Records from a data collection
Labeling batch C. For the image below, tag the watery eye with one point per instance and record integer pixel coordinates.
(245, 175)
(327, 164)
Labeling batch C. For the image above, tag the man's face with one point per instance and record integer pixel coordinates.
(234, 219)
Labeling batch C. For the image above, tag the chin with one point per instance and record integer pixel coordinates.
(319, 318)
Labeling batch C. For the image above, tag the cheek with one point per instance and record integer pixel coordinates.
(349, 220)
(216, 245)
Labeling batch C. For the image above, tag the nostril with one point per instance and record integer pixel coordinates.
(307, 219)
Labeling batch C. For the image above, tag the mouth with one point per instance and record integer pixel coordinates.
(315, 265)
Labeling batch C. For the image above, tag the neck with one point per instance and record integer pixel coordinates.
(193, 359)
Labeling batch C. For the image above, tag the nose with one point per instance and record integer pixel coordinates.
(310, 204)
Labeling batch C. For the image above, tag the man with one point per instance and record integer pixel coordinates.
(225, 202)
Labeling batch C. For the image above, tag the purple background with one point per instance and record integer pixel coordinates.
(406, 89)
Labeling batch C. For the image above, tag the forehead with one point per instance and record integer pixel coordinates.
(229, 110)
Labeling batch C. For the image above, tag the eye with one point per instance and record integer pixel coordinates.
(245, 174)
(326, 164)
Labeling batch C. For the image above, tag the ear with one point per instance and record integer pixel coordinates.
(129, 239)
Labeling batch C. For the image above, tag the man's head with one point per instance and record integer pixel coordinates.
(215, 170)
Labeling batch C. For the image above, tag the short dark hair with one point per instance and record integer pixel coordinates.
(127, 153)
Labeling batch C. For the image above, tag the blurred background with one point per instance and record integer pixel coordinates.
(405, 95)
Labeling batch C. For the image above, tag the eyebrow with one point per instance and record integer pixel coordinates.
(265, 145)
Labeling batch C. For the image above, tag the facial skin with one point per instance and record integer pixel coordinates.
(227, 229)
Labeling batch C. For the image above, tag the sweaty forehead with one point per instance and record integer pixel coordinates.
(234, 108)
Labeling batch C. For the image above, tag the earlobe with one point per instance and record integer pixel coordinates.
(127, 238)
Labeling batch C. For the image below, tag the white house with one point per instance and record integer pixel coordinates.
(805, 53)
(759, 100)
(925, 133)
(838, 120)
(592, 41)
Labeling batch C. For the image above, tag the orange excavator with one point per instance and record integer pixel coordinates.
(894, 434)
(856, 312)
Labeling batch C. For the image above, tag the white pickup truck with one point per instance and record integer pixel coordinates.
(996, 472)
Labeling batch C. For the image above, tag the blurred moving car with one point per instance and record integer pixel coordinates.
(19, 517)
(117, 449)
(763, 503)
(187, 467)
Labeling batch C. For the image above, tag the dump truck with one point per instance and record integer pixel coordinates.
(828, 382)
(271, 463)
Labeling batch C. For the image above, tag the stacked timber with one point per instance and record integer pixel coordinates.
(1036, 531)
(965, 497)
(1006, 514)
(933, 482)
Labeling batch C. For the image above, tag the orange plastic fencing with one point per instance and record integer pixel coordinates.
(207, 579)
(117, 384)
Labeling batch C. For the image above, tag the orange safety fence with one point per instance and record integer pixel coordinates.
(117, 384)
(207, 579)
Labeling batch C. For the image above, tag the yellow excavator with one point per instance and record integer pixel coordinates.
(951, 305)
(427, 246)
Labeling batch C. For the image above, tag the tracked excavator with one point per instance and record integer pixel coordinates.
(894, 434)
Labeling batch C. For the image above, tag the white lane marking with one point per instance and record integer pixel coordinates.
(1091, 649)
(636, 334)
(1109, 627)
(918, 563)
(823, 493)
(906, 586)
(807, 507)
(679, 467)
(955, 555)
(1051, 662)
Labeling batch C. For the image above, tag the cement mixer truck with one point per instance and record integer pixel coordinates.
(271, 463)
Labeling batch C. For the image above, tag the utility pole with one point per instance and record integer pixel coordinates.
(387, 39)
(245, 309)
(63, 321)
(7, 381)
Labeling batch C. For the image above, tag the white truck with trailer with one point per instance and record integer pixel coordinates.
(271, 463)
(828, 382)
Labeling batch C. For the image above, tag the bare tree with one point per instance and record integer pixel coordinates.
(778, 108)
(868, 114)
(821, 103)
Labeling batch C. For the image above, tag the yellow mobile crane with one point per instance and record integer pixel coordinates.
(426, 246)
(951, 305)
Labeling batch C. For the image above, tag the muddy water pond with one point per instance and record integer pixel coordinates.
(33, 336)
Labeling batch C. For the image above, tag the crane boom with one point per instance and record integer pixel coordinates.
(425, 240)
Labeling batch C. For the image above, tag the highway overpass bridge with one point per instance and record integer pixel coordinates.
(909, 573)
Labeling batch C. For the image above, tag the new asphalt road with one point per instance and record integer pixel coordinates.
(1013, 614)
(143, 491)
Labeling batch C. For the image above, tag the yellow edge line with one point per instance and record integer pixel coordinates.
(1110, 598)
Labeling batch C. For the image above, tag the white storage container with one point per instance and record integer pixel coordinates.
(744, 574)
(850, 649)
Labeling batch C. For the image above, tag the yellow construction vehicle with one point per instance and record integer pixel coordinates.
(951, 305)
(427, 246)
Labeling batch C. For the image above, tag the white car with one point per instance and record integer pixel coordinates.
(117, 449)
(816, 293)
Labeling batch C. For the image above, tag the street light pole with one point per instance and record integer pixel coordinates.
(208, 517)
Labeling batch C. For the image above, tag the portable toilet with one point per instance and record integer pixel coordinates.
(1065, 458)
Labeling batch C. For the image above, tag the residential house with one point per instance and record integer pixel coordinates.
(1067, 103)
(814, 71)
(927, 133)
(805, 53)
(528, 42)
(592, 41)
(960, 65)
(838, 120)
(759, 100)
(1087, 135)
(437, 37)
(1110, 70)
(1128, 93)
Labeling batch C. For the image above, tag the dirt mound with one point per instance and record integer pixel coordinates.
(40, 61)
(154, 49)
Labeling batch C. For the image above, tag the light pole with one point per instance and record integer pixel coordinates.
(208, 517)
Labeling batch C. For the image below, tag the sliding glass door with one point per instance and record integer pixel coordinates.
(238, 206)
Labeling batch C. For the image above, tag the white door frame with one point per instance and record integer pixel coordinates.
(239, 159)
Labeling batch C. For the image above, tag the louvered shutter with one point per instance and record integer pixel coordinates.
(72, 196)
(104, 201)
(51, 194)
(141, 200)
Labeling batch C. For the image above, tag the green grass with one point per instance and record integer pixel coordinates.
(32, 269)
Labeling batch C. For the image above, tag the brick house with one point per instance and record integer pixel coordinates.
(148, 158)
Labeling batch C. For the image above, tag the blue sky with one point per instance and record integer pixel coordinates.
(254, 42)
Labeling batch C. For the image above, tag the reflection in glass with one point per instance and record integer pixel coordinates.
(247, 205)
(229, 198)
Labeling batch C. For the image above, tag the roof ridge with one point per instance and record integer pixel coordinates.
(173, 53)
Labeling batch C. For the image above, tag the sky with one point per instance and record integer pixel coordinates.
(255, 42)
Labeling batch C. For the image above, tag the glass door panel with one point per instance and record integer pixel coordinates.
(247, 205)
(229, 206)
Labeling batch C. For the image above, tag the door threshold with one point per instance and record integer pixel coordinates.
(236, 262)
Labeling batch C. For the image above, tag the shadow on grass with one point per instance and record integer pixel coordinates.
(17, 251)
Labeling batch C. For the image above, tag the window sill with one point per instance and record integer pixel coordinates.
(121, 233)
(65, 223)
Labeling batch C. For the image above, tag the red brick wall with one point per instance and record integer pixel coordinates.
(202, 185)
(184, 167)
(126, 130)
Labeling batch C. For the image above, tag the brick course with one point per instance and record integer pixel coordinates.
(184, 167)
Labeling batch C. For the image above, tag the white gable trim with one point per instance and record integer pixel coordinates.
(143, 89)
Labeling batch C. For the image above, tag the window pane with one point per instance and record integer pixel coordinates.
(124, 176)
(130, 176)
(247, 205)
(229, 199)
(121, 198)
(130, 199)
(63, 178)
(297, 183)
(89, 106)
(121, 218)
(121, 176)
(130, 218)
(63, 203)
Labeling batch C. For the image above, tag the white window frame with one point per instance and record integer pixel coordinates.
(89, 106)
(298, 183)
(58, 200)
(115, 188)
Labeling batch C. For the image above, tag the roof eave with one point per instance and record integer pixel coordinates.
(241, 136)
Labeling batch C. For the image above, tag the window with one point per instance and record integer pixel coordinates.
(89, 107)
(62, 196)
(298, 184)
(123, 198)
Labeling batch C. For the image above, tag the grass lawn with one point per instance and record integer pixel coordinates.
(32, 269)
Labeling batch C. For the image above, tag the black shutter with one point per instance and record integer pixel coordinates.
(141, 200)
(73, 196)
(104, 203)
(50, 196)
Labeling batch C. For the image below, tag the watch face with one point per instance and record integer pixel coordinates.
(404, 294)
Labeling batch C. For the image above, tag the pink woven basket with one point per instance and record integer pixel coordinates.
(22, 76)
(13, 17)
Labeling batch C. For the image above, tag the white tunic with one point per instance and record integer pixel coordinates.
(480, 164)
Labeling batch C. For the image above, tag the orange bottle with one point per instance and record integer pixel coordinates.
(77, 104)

**Work to complete**
Reproduce the line containing "Labeling batch C. For the image above, tag the pink" and every line after it. Stop at the last line of the records, and add nothing.

**Answer to the problem**
Labeling batch C. For the image above, tag the pink woven basket with one point per instance and record integer pixel coordinates.
(22, 76)
(13, 17)
Labeling batch C. For the image above, tag the white tunic with one point per instance and record integer pixel coordinates.
(480, 164)
Labeling batch C. For the image above, tag the orange bottle with one point per instance and record integer pixel coordinates.
(77, 104)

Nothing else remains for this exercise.